Text section
Begin
As a result of heating the beef 700 at a power of 63W in the apparatus, the temperature of the upper end surface of the beef 700 has increased from an initial temperature of -7 ℃ to 3 ℃ after five minutes whereas when the beef 700 is thawed at room temperature an increase to -3 ℃ is shown after five minutes. Ten minutes thereafter, the temperature of the beef 700 thawed at room temperature increases to -2.3 ℃, which is a small increase in temperature as compared with the temperature measured five minutes earlier. In contrast, the heating of the beef 700 in the apparatus leads to a significant temperature increase, such as to 4 ℃ for the upper end surface and 8 ℃ for the lower end surface.

FIG. 8 is a view illustrating a result of heating by an apparatus adopting a different number of helical coils according to an embodiment of the present disclosure.

Referring to FIG. 8, a first apparatus 800 includes a single helical coil 804a disposed in a housing, and a second apparatus 802 includes two helical coils 804b disposed in a housing. As the same power, 1000W, is applied to each apparatus, the whole 1000W power is applied to the single helical coil 802a in the

first apparatus

800, and 500W power is applied to each of the two helical coils 804b in the second apparatus 802.

As a result obtained by heating an object 806 for ten minutes, the object 806 remains frozen at -10 ℃ when using the first apparatus 800 and the second apparatus 802. However, when the second apparatus 802 is used to defrost the object 806, the object 806 exhibits a more even heat distribution. FIG. 8 illustrates an example of mapping temperatures corresponding to expected defrosting times with different colors.
End
Work to complete
- A) In the passage on defrosting with helical coils, what temperature did the upper end surface of the beef 700 reach after five minutes of heating at 63W in the apparatus?
- B) From the passage on defrosting with helical coils, write down the part from "FIG. 8 is a" up to and including "the present disclosure.".
- C) Carry the passage on defrosting with helical coils forward from its last sentence.

Provided data
Begin
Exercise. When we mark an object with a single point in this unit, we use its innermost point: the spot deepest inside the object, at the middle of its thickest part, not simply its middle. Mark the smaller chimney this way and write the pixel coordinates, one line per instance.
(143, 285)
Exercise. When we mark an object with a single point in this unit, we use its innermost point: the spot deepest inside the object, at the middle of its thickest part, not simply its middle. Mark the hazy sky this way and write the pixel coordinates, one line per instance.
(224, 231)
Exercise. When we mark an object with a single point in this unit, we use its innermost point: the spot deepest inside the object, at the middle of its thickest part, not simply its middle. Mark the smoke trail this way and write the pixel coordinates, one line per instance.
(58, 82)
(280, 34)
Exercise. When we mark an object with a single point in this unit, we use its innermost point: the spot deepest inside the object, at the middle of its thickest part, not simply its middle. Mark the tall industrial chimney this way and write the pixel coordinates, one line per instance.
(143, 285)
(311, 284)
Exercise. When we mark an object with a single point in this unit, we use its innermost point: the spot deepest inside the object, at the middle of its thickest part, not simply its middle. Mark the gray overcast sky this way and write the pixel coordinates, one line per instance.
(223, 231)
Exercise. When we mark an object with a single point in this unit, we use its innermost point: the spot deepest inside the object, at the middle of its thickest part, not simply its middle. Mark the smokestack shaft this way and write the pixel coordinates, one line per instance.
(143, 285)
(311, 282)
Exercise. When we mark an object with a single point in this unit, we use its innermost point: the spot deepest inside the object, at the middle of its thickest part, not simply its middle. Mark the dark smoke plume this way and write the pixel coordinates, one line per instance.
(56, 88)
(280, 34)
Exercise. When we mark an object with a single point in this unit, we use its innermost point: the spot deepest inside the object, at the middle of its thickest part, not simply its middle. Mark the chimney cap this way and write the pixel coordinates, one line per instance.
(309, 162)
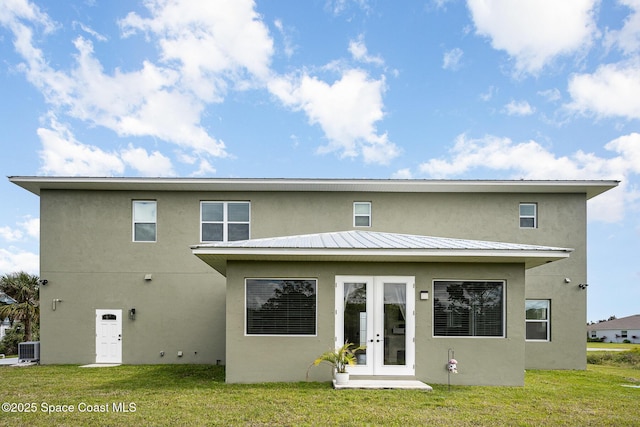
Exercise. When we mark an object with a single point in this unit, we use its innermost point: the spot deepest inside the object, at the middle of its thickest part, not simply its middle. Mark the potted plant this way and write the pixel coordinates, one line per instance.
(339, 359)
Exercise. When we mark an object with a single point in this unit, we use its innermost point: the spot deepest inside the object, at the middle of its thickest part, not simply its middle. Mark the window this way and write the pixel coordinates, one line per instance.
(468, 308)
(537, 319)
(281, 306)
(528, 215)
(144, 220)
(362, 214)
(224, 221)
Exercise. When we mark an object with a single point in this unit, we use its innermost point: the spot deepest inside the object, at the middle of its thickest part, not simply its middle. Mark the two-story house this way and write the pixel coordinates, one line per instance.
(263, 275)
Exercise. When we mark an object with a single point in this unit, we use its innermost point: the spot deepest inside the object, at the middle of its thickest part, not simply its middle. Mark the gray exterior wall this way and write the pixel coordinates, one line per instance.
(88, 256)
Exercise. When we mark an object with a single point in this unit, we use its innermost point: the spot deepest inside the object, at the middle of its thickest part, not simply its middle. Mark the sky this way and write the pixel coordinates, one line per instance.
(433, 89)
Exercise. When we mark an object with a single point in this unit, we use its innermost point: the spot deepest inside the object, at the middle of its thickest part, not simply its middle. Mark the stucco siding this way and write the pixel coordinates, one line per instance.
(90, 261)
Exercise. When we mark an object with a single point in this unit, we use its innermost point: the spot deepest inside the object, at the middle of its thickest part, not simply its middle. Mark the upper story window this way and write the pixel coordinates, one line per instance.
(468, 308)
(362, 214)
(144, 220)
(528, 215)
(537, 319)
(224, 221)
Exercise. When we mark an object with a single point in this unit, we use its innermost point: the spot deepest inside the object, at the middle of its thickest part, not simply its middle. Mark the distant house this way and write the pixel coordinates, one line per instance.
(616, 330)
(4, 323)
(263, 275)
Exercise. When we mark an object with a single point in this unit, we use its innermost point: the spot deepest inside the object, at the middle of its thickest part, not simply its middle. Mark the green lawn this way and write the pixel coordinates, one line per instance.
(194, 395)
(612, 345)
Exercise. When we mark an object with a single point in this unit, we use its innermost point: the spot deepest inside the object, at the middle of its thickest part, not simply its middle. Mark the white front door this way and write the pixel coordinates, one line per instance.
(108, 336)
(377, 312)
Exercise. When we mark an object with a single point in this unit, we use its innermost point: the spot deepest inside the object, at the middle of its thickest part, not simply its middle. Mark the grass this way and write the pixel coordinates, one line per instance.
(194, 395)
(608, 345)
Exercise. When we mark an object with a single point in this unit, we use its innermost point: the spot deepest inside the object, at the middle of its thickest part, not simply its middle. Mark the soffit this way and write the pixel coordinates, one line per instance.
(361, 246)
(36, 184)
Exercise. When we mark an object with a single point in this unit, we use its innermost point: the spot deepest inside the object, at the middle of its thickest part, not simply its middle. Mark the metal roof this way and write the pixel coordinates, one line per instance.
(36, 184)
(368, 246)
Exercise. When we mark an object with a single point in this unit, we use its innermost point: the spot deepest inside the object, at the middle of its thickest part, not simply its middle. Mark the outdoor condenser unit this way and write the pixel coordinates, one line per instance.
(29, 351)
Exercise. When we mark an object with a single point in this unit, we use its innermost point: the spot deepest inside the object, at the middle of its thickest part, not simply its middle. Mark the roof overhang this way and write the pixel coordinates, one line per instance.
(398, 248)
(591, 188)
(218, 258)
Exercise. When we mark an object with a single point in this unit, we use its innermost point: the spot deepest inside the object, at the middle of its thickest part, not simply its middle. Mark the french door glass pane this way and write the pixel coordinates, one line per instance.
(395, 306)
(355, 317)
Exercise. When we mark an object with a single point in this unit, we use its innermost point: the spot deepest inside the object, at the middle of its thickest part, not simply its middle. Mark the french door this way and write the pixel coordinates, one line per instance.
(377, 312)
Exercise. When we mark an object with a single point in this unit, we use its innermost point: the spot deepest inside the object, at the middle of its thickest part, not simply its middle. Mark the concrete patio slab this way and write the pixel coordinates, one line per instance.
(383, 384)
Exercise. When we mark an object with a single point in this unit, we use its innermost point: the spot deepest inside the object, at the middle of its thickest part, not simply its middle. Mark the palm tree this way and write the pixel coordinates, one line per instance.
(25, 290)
End
Begin
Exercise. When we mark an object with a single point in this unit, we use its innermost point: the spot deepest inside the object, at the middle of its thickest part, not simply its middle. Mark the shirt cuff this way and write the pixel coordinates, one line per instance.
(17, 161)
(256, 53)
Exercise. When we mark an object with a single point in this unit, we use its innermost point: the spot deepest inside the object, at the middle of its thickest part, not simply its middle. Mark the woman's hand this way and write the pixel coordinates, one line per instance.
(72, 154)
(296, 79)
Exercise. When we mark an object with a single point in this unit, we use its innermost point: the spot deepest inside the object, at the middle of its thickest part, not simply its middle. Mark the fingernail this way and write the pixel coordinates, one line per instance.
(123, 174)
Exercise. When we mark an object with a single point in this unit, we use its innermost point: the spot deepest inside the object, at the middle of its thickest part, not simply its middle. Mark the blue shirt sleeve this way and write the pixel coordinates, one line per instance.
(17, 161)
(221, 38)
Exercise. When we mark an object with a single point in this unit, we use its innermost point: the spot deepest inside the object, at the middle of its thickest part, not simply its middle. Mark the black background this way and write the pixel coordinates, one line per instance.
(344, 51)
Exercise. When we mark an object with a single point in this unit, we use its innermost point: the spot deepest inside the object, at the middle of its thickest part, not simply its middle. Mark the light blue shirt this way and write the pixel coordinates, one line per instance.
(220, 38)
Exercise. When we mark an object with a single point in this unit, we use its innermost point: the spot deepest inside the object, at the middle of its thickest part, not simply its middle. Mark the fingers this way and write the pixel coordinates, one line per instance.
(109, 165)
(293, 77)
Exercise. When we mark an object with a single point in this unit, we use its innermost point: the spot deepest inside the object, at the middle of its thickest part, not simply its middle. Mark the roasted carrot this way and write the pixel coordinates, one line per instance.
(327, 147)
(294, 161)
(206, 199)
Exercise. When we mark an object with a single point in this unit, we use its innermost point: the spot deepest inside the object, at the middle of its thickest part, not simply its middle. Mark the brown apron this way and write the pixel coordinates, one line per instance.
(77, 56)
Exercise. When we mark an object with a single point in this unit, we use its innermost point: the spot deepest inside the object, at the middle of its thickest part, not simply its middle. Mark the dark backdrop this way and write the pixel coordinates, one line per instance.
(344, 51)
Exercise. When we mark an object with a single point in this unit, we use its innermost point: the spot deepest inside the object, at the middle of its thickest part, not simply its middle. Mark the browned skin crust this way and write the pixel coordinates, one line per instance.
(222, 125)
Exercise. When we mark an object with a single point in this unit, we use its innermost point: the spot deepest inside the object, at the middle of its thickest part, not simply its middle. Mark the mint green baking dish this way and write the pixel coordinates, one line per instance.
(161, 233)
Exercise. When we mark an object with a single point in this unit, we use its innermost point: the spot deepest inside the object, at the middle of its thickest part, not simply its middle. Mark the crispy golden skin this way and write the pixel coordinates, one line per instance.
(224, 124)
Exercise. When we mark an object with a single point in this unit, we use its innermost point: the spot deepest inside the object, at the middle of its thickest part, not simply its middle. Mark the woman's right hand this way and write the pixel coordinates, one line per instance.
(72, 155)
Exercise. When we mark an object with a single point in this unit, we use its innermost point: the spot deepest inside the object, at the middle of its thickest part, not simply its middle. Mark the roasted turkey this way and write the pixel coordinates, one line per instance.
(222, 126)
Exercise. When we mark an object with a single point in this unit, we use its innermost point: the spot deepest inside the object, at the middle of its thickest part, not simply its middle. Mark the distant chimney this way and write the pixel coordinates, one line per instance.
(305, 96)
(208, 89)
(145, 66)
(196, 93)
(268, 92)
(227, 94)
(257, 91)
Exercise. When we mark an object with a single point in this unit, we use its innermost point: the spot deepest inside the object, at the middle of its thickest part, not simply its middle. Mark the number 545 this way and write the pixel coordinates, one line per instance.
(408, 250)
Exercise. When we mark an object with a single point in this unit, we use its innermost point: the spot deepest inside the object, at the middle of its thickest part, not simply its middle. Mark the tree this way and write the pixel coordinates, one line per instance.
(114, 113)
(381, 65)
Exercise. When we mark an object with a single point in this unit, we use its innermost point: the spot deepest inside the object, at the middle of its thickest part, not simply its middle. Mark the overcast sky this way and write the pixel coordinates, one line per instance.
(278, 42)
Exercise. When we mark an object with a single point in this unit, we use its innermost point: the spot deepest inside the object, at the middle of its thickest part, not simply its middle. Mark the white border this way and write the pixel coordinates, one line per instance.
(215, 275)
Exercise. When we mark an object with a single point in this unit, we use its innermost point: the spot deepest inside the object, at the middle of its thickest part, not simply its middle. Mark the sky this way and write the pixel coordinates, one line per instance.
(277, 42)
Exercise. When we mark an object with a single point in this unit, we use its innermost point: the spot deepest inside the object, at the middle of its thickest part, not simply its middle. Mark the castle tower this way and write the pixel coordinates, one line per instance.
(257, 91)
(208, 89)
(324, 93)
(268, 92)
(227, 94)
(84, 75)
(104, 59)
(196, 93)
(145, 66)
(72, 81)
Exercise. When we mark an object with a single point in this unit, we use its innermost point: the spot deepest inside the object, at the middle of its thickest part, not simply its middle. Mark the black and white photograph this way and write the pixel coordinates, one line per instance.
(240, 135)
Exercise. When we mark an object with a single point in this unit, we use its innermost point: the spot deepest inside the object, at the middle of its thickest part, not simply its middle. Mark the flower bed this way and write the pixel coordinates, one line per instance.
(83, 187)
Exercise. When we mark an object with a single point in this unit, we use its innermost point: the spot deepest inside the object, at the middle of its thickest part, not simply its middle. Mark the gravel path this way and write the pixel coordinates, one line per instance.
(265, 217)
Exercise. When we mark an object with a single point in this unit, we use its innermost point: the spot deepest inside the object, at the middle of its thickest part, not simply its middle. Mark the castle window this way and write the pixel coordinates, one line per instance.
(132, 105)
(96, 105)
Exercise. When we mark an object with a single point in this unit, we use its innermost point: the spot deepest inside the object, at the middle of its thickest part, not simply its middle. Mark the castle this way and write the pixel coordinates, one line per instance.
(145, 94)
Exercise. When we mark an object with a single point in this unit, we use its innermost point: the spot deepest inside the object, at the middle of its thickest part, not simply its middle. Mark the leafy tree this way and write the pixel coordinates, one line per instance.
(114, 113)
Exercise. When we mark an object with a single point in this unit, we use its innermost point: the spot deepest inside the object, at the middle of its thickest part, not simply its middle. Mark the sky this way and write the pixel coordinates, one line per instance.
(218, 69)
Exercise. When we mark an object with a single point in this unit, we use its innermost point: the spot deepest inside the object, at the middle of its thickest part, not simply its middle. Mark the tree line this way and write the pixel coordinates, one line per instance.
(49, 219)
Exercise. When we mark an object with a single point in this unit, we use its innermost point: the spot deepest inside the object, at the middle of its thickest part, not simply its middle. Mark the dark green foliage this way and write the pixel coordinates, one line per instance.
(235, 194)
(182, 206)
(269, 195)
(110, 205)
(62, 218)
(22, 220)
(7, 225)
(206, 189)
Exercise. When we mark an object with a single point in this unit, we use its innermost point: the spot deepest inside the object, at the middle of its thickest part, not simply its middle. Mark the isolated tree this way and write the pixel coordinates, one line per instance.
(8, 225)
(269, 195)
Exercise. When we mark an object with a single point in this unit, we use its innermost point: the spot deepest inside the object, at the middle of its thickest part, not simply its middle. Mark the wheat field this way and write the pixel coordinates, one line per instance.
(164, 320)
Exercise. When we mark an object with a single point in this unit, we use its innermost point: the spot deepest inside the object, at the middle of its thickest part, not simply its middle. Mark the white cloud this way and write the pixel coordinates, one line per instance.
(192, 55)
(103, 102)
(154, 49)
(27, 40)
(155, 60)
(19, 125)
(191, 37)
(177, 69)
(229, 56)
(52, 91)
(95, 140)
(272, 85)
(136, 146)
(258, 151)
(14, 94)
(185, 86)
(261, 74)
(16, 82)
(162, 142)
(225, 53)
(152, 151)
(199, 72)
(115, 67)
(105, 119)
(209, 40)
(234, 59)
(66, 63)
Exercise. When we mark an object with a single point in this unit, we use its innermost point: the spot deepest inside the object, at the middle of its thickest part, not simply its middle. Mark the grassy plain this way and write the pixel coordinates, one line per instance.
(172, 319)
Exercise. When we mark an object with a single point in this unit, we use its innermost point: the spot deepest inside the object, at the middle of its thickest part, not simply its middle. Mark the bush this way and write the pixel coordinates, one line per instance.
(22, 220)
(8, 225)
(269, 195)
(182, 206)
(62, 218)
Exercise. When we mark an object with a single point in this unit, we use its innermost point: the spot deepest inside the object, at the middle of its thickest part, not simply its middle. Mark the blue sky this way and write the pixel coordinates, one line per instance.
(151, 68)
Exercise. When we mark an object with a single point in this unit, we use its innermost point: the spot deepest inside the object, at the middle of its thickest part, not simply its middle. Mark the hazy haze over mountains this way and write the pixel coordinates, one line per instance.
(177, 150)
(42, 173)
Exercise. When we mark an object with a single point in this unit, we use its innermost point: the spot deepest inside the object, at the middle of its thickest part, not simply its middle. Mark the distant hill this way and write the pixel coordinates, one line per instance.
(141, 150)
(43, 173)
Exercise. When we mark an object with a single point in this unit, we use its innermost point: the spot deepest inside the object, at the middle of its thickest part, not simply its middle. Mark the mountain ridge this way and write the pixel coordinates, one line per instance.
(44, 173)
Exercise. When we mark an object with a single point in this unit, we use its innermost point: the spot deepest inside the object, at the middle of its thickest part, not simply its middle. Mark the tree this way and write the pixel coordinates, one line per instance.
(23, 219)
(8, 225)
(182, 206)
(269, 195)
End
Answers to each task
- A) 3 ℃

- B)
FIG. 8 is a view illustrating a result of heating by an apparatus adopting a different number of helical coils according to an embodiment of the present disclosure.

- C)
The sample defrosted by the first apparatus 800 shows varying internal temperatures of the object 806 (e.g., five different temperature values) which correspond to different expected defrosting times. In contrast, the object 806 defrosted in the apparatus 802 is defrosted relatively evenly, overall presenting a reduced number of varying internal temperatures (e.g., three different temperature values).

FIG. 9 is a view illustrating expected defrosting times respectively for when no shielding plate is mounted on outer walls of a first apparatus and when a shielding plate is mounted on outer walls of a second apparatus according to an embodiment of the present disclosure.

Referring to FIG. 9, for convenience of description, the first apparatus 900 and the second apparatus 902 are assumed to be based on apparatus 802 where the apparatus 900 does not include a shielding plate and the second apparatus 902 includes a shielding plate.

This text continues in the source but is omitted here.